#### TEXTE FOURNI

L'établissement emploie 850 agents dont les deux tiers sont affectés au service de la détention et moins de 6 % au service médico-social. A la date de la visite de votre délégation, il comptait 1.700 détenus -parmi lesquels 110 purgeaient une peine de réclusion à criminelle à perpétuité. Il comptait également 32 % de détenus étrangers (originaires de quelques 55 nationalités différentes).

Le centre accueille 22 personnes placées en détention-sûreté . 19 d'entre elles sont réunies dans un quartier séparé d'un bâtiment moderne comportant au total 180 places (occupées par ailleurs par des condamnés à de longues peines -pour 45 d'entre eux à la réclusion à perpétuité). Trois personnes en détention-sûreté se trouvaient dans d'autres structures pour raison médicale.

Des effectifs en hausse

Selon les responsables de cette structure, 36 personnes condamnées actuellement détenues dans la prison de Tegel font actuellement l'objet d'une « mention » de placement en détention-sûreté (cas dans lesquels le tribunal s'est réservé la possibilité, dans son jugement, d'ordonner la détention sûreté au cours de l'exécution de la peine) : cette mesure pourrait leur être appliquée s'ils ne se conforment pas au programme d'accompagnement destiné à favoriser leur réinsertion. En pratique, elle est effectivement décidée par le tribunal dans la majorité des cas.

########
#### DONNÉES À EXAMINER

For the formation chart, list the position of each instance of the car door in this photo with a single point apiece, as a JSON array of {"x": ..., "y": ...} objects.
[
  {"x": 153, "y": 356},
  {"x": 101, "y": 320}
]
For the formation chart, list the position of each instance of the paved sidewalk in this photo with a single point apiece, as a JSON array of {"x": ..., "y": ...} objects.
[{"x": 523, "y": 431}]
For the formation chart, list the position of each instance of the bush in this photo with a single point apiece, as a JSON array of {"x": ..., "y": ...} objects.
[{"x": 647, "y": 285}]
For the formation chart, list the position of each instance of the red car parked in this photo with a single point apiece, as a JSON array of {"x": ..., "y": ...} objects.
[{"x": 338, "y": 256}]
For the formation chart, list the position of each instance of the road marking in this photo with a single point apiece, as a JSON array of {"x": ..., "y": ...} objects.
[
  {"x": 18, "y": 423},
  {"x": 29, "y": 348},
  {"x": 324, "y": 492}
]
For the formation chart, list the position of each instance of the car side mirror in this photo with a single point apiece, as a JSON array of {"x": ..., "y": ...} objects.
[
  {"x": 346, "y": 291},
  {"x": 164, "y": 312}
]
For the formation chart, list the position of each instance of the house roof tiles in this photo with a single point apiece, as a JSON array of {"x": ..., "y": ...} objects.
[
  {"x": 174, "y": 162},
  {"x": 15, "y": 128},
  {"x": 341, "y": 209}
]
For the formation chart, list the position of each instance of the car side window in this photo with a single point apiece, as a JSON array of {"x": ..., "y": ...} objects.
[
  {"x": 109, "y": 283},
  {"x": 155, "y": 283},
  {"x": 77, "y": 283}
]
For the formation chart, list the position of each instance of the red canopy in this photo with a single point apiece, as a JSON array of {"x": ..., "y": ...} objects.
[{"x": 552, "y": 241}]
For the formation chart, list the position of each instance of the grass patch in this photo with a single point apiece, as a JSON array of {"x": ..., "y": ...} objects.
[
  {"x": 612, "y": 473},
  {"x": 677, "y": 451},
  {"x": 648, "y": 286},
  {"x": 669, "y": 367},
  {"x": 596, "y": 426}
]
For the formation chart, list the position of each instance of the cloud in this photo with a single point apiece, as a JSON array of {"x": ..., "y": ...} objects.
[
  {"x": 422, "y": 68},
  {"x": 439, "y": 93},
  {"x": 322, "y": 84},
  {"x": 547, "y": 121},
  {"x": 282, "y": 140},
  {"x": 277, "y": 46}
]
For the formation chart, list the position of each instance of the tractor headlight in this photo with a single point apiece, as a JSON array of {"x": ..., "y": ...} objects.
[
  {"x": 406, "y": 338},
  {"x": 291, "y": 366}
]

########

CONSIGNE: Recopiez le texte fourni en entier, sans y changer un seul mot ni un seul signe.

CORRIGÉ:
L'établissement emploie 850 agents dont les deux tiers sont affectés au service de la détention et moins de 6 % au service médico-social. A la date de la visite de votre délégation, il comptait 1.700 détenus -parmi lesquels 110 purgeaient une peine de réclusion à criminelle à perpétuité. Il comptait également 32 % de détenus étrangers (originaires de quelques 55 nationalités différentes).

Le centre accueille 22 personnes placées en détention-sûreté . 19 d'entre elles sont réunies dans un quartier séparé d'un bâtiment moderne comportant au total 180 places (occupées par ailleurs par des condamnés à de longues peines -pour 45 d'entre eux à la réclusion à perpétuité). Trois personnes en détention-sûreté se trouvaient dans d'autres structures pour raison médicale.

Des effectifs en hausse

Selon les responsables de cette structure, 36 personnes condamnées actuellement détenues dans la prison de Tegel font actuellement l'objet d'une « mention » de placement en détention-sûreté (cas dans lesquels le tribunal s'est réservé la possibilité, dans son jugement, d'ordonner la détention sûreté au cours de l'exécution de la peine) : cette mesure pourrait leur être appliquée s'ils ne se conforment pas au programme d'accompagnement destiné à favoriser leur réinsertion. En pratique, elle est effectivement décidée par le tribunal dans la majorité des cas.